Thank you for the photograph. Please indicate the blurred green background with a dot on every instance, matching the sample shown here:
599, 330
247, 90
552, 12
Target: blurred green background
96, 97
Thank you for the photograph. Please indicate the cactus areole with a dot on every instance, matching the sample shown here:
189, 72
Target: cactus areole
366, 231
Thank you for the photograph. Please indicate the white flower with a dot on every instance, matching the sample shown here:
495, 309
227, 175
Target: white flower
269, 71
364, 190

About this exercise:
All entries are to be printed once more, exactly as given.

Written solution:
Thank you for the photograph. Please indicate the blurred green background with a dot on every instance, matching the sample shown here:
599, 330
247, 90
552, 12
Target: blurred green background
96, 97
Thank you for the photograph. Please indicate the cactus areole with a dot on every instance, matching the sample shown here:
189, 72
Target: cactus areole
366, 231
Thank you for the photograph. Please indicate the white flower with a dot on every instance, matching the sample shown here:
495, 309
227, 175
Target: white flower
269, 71
364, 190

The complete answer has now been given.